Supplied text:
— START —

The Benefits of Containers

In the old days, software installation, especially on servers, was a nightmare. Not only did you have to deal with massive installer programs and piles of documentation to get something working properly, but it tended not to be a repeatable process. If you installed software on multiple servers, there was a good chance that one or more servers were improperly configured, resulting in the waste of huge amounts of time troubleshooting. Additionally, it meant that scaling out was much harder and required a lot more work. This tended to mean that companies would spend a lot of money on hardware, simply to avoid spending even more money on salaries when there was a need to scale out.

However, tech has evolved. Rather than treating servers like pets that have to be carefully monitored and cared for, we now treat the machines like cattle. They are interchangeable, easily added or removed, and we can quickly get things working in a new environment (at least, compared to how things used to be). As part of this process, we’ve changed our approach to how we deploy code at scale, First, we started with virtual machines, so that we could abstract away the underlying hardware under our applications. While this helped considerably, it wasn’t enough and wasted a ton of resources on duplicate functionality (operating system installations). As we moved further along, we started switching to a container-based approach, preferring to abstract away everything but the operating system kernel.

— END —

Collected material:
— START —

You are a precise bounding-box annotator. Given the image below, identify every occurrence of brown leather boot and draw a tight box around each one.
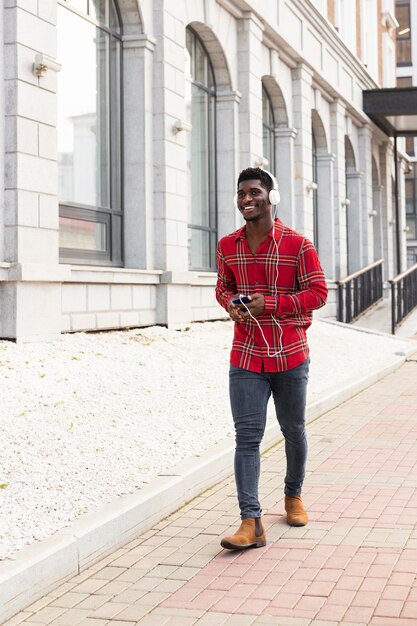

— END —

What you need to do:
a) Return the portion of the text on containers starting with "The Benefits of" and going on through "to scale out.", copying it word for word.
b) In the text on containers, on what did virtual machines waste a great deal of resources?
The material has no connection to the text on containers.

Worked answers:
a)
The Benefits of Containers

In the old days, software installation, especially on servers, was a nightmare. Not only did you have to deal with massive installer programs and piles of documentation to get something working properly, but it tended not to be a repeatable process. If you installed software on multiple servers, there was a good chance that one or more servers were improperly configured, resulting in the waste of huge amounts of time troubleshooting. Additionally, it meant that scaling out was much harder and required a lot more work. This tended to mean that companies would spend a lot of money on hardware, simply to avoid spending even more money on salaries when there was a need to scale out.

b) Duplicate functionality, namely operating system installations.